PROBLEM REQUIREMENTS ::
Though the records contain pictures, copy none of them; repeat exactly the lines from the one with "Query: man in dark cap" to the end.

PROVIDED DATA ::
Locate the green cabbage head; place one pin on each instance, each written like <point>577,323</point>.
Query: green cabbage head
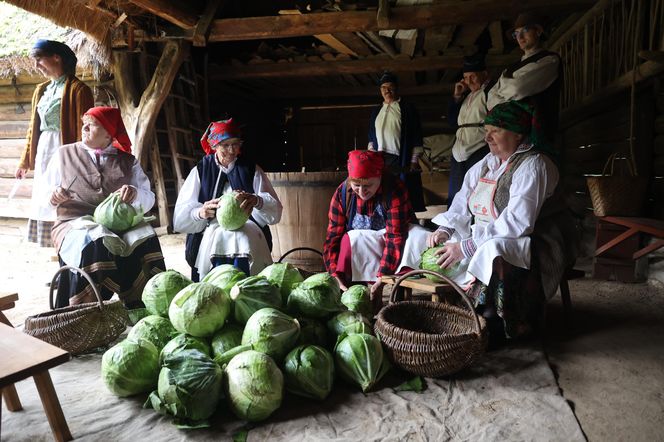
<point>200,309</point>
<point>252,294</point>
<point>309,372</point>
<point>184,342</point>
<point>161,289</point>
<point>284,275</point>
<point>254,385</point>
<point>130,367</point>
<point>357,299</point>
<point>429,263</point>
<point>116,215</point>
<point>312,332</point>
<point>349,322</point>
<point>229,214</point>
<point>155,329</point>
<point>318,296</point>
<point>225,277</point>
<point>271,332</point>
<point>189,388</point>
<point>360,359</point>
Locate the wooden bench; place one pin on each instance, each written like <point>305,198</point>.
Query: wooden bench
<point>437,289</point>
<point>634,225</point>
<point>22,357</point>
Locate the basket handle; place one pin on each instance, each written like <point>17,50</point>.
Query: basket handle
<point>611,160</point>
<point>453,284</point>
<point>82,273</point>
<point>299,249</point>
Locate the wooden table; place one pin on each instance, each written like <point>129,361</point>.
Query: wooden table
<point>22,357</point>
<point>634,225</point>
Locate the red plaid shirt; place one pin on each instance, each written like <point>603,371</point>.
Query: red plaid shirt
<point>399,213</point>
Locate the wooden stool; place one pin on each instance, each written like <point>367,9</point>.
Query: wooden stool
<point>23,357</point>
<point>426,285</point>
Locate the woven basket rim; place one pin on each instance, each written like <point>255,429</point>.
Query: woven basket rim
<point>78,308</point>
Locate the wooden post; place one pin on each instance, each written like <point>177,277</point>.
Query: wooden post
<point>140,119</point>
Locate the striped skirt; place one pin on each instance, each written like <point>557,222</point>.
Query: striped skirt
<point>125,276</point>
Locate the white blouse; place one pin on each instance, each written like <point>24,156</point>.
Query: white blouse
<point>527,81</point>
<point>144,196</point>
<point>532,183</point>
<point>187,220</point>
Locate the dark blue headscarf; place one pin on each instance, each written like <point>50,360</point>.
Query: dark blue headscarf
<point>52,47</point>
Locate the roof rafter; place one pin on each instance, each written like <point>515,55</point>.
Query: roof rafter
<point>407,17</point>
<point>365,66</point>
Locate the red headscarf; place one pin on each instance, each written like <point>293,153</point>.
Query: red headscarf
<point>111,119</point>
<point>219,131</point>
<point>365,164</point>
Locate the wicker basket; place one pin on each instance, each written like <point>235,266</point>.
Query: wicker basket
<point>617,195</point>
<point>79,328</point>
<point>429,338</point>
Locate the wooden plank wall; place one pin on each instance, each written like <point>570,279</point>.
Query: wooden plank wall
<point>15,110</point>
<point>588,142</point>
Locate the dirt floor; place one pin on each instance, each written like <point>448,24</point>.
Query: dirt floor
<point>608,359</point>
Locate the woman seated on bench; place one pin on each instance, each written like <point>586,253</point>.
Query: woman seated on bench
<point>80,176</point>
<point>371,231</point>
<point>510,224</point>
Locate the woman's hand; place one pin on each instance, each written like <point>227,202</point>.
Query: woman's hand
<point>20,173</point>
<point>342,286</point>
<point>127,193</point>
<point>59,196</point>
<point>437,237</point>
<point>209,209</point>
<point>247,201</point>
<point>376,294</point>
<point>449,254</point>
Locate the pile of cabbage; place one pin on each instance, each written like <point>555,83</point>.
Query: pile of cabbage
<point>244,342</point>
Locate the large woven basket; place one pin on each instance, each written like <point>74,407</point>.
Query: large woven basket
<point>617,195</point>
<point>79,328</point>
<point>430,338</point>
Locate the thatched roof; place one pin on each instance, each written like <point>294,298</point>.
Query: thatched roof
<point>19,29</point>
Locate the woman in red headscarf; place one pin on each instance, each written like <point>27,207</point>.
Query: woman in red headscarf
<point>370,232</point>
<point>222,171</point>
<point>81,176</point>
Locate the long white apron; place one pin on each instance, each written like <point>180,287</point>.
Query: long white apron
<point>367,248</point>
<point>515,251</point>
<point>48,144</point>
<point>248,241</point>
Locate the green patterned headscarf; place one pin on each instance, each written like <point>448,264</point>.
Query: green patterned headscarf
<point>520,117</point>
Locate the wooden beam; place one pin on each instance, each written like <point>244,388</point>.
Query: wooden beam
<point>203,26</point>
<point>305,91</point>
<point>354,42</point>
<point>365,66</point>
<point>593,12</point>
<point>383,15</point>
<point>175,12</point>
<point>141,119</point>
<point>579,110</point>
<point>496,32</point>
<point>446,12</point>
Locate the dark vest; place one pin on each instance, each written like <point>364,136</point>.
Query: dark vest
<point>240,178</point>
<point>92,184</point>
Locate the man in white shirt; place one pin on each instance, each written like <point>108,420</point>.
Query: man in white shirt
<point>467,112</point>
<point>537,78</point>
<point>395,130</point>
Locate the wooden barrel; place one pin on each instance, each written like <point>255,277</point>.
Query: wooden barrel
<point>306,199</point>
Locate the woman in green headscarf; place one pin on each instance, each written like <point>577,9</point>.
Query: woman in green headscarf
<point>508,226</point>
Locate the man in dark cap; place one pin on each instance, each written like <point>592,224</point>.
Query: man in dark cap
<point>466,112</point>
<point>395,130</point>
<point>537,76</point>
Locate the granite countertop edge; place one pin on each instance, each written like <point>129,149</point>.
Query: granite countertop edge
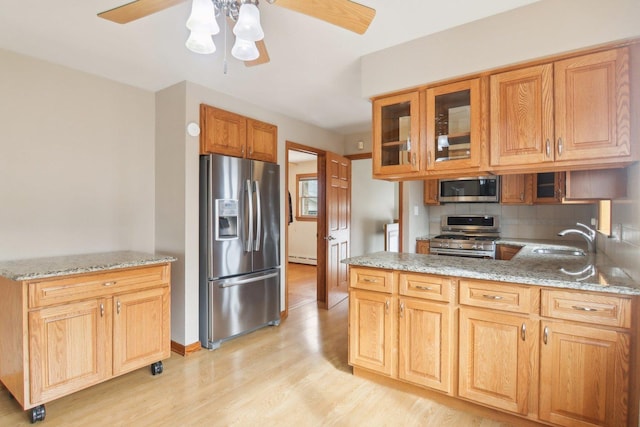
<point>42,268</point>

FINISHED EXERCISE ::
Query: man in dark cap
<point>466,112</point>
<point>395,130</point>
<point>537,76</point>
Locate the granite countertop edge; place one pin on each instance, each written like <point>129,149</point>.
Query: granite countertop edge
<point>42,268</point>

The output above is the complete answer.